Supplied text:
--------------------------------
Okay, one last question. The pretreatment unit is a part of Phase 2 of the renewable diesel expansion. That doesn't change the total capacity. It still remains at 100 million, but what you're basically going to do is use more animal fat, use cooking oil, and maybe some other feedstocks versus soybean oil. Is that the plan for the Phase 2 expansion?
Yes. You know, I think we'd probably focus mostly on an edible corn oil as part because a lot of the used cooking oils are spoken for today. But I think this will end up being, transportation will drive a lot of it, and we'll be able to gather some of it. But that's yet to be seen. What is available is an edible corn oil. And we're really after a lower CI material, carbon intensity materials. And that just makes you earn more credits in California. The other thing I did mention in prepared remarks is, you know, if we do this at Coffeyville, we will need a substantially larger size pretreater. And, you know, we may consider even whether we build the pretreater at Coffeyville or at Winniewood or some other location. And we're railing it in any way and trying to do whatever is most efficient from a permitting standpoint as well as a cost standpoint of where we actually do that pretreatment.
Now, David, the phase two and phase three sound very exciting, and we look forward to more details on those two future phases of the renewable diesel project as well as you hitting that July mark of getting the first phase on. Thank you. You're welcome.
Our next question comes from the line of Prashant Rao with Citigroup. Please proceed with your question.
--------------------------------
Extracted data:

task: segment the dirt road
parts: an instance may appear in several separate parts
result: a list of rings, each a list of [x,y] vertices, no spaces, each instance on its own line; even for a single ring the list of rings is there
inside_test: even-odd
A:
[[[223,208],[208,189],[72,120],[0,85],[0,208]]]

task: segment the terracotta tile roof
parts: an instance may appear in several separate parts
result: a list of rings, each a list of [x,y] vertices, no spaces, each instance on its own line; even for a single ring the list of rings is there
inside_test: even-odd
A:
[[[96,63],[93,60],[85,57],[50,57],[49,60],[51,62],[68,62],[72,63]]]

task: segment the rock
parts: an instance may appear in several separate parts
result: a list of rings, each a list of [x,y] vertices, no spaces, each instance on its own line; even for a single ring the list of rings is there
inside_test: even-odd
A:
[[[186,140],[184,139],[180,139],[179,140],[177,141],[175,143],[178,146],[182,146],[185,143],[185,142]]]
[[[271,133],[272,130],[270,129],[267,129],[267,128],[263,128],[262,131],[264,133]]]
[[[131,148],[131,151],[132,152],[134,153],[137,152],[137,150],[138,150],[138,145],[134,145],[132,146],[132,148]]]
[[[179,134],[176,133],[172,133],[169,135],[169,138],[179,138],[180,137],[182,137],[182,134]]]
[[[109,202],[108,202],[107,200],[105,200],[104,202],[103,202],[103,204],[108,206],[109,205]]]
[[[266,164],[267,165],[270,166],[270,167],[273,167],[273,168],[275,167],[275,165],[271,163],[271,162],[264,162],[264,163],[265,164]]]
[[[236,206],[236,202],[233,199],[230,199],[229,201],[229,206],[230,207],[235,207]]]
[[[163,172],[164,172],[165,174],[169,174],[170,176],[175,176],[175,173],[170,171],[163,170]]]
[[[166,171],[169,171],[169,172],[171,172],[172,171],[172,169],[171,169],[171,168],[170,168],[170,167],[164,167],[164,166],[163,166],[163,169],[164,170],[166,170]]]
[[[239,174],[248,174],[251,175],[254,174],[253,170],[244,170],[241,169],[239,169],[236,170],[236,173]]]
--------------------------------
Please write out the renewable diesel call excerpt above word for word, in full.

The solution:
Okay, one last question. The pretreatment unit is a part of Phase 2 of the renewable diesel expansion. That doesn't change the total capacity. It still remains at 100 million, but what you're basically going to do is use more animal fat, use cooking oil, and maybe some other feedstocks versus soybean oil. Is that the plan for the Phase 2 expansion?
Yes. You know, I think we'd probably focus mostly on an edible corn oil as part because a lot of the used cooking oils are spoken for today. But I think this will end up being, transportation will drive a lot of it, and we'll be able to gather some of it. But that's yet to be seen. What is available is an edible corn oil. And we're really after a lower CI material, carbon intensity materials. And that just makes you earn more credits in California. The other thing I did mention in prepared remarks is, you know, if we do this at Coffeyville, we will need a substantially larger size pretreater. And, you know, we may consider even whether we build the pretreater at Coffeyville or at Winniewood or some other location. And we're railing it in any way and trying to do whatever is most efficient from a permitting standpoint as well as a cost standpoint of where we actually do that pretreatment.
Now, David, the phase two and phase three sound very exciting, and we look forward to more details on those two future phases of the renewable diesel project as well as you hitting that July mark of getting the first phase on. Thank you. You're welcome.
Our next question comes from the line of Prashant Rao with Citigroup. Please proceed with your question.